# Page extract:
--------

For Australians, there is nothing as good as a plump, juicy lamb chop or leg steak to get your teeth into, especially if it has been grown locally. Apparently, the people of the Middle East feel no different.
They are of course unable to grow the best sheep meat as they lack the basics – grass, especially, but also water – for prime pasture. So, increasingly, they are turning to Australia to provide the tastiest cuts and keep the kebabs turning.
All of which is great news for Robert Frew of Stawell, Victoria, based Frew Group. This company is a leading producer of lamb and sheep meat and associated products and after establishing good relationships with appropriate allies, has become one of the country’s top exporters, taking Brand Australia to Dubai, Abu Dhabi and other places where the produce is highly prized for its flavour and plumpness, as well as its value.
It was Robert’s father, Arch, who established to company back in 1981, having started out as a drovers cook in the late 1940s. Some 250km northwest of Melbourne, Stawell is known as the gateway to the Grampians and the surrounding area is some of the finest arable land in the country, with a plentiful supply of livestock all year round. Importantly, it is also well located between Melbourne and Adelaide, and Frew is able to supply both state capitals on a daily basis with the freshest meats.
Originally, Arch had a small wholesale business with a couple of trucks and half a dozen employees, delivering to local butcher’s shops. “Gradually we started getting bigger and bigger and began to supply some supermarkets,” says Robert, who took over running the business from his father in 1996. One of those supermarkets, and of course a most important client, was Woolworths; more recently, Frew has also started supplying Aldi.
Frew Group effectively maintains two divisions. Frewstal P/L is the main lamb and mutton processing facility, with a factory equipped with the latest technology and world-best in hygiene practices; Frew Trading Wholesales P/L looks after domestic sales, distribution, and warehousing. Transport is a large operation and the group has an impressive fleet of Mack prime movers and trailers that handle movement of all carcass meat, carton meat, offal, and by-products such as skins green or salted, or materials for rendering. The company takes a lot of pride in this fleet, which is renewed frequently and kept spotless as a positive advertisement for the products within the trailers. “Maintaining a modern fleet of vehicles, which meet all the EPA regulations for admissions, is essential for our environmental future.”
Today, around half of Frew Group’s business is domestic and the rest export – mainly, but not exclusively to the Middle East, as that region’s appetite for lamb and sheep meat remains fierce. Global competition is equally fierce, but Australian producers have been helped somewhat by the track taken by New Zealand’s agriculture shifting slightly away from livestock and more towards dairy farming. This has opened the door wider for Australian exports, although that is not a reflection on the relative quality of the products, which remain perhaps the finest quality lamb and sheep meat available anywhere in the world.

--------

Photo object pointing records
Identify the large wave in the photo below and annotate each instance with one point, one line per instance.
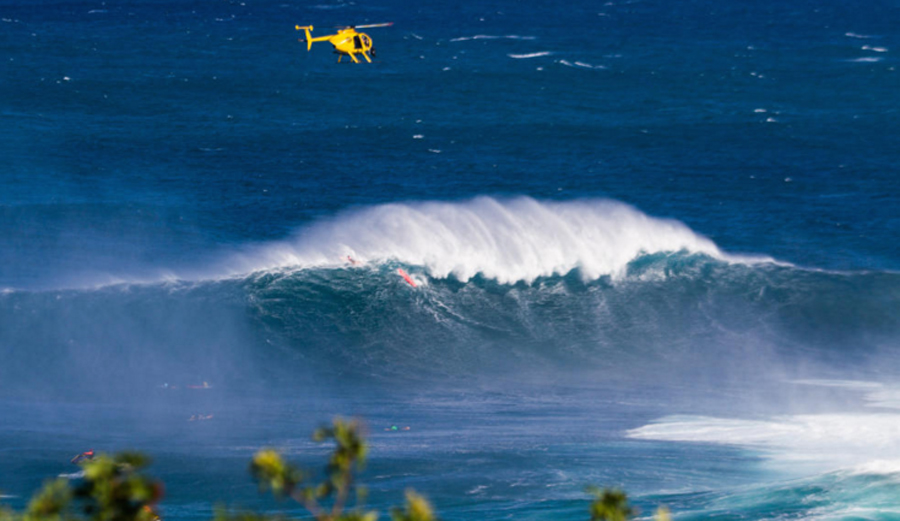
(509, 287)
(507, 240)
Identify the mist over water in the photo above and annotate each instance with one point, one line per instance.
(654, 246)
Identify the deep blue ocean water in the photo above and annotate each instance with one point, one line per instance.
(655, 247)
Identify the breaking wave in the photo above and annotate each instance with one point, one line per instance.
(509, 241)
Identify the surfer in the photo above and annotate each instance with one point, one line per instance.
(406, 277)
(87, 455)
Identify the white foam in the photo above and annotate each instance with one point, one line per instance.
(583, 65)
(859, 442)
(531, 55)
(492, 37)
(508, 240)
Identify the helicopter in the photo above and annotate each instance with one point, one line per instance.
(346, 41)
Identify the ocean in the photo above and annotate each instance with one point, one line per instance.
(653, 246)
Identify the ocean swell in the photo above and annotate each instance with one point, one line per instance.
(506, 240)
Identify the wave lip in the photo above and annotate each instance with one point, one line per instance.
(507, 240)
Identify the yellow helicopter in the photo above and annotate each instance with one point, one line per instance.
(346, 41)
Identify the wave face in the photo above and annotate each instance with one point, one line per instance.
(519, 288)
(512, 240)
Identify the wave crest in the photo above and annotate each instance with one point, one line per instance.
(514, 240)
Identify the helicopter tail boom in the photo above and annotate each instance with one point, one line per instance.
(309, 38)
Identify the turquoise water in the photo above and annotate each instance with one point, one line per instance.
(654, 247)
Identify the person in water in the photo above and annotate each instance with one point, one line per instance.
(87, 455)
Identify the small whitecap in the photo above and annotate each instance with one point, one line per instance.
(530, 55)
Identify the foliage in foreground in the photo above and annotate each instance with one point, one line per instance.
(113, 488)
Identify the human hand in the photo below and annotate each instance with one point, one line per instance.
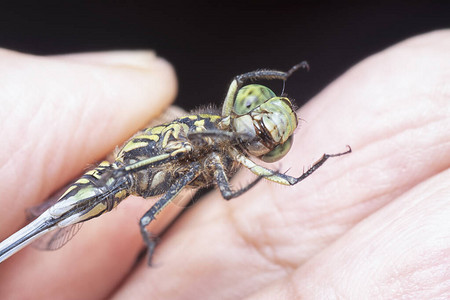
(372, 224)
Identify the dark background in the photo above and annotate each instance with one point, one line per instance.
(210, 43)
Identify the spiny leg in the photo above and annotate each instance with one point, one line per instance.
(283, 178)
(240, 80)
(222, 180)
(174, 190)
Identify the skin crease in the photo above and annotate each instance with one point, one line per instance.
(372, 224)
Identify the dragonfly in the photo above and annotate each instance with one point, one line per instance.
(194, 151)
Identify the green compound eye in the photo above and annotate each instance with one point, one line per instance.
(278, 152)
(251, 96)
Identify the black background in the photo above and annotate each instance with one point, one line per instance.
(210, 42)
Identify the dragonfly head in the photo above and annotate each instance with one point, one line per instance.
(266, 120)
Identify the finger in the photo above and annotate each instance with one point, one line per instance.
(272, 229)
(400, 251)
(58, 123)
(61, 114)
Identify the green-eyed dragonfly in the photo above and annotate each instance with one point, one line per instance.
(196, 150)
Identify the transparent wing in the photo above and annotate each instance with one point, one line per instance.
(56, 238)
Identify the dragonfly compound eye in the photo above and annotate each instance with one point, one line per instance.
(268, 128)
(251, 96)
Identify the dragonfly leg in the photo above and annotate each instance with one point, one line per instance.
(224, 185)
(283, 178)
(150, 215)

--------

# What to produce:
List every city or town named in the article on Frew Group.

# Answer to the task:
Stawell, Dubai, Abu Dhabi, Melbourne, Adelaide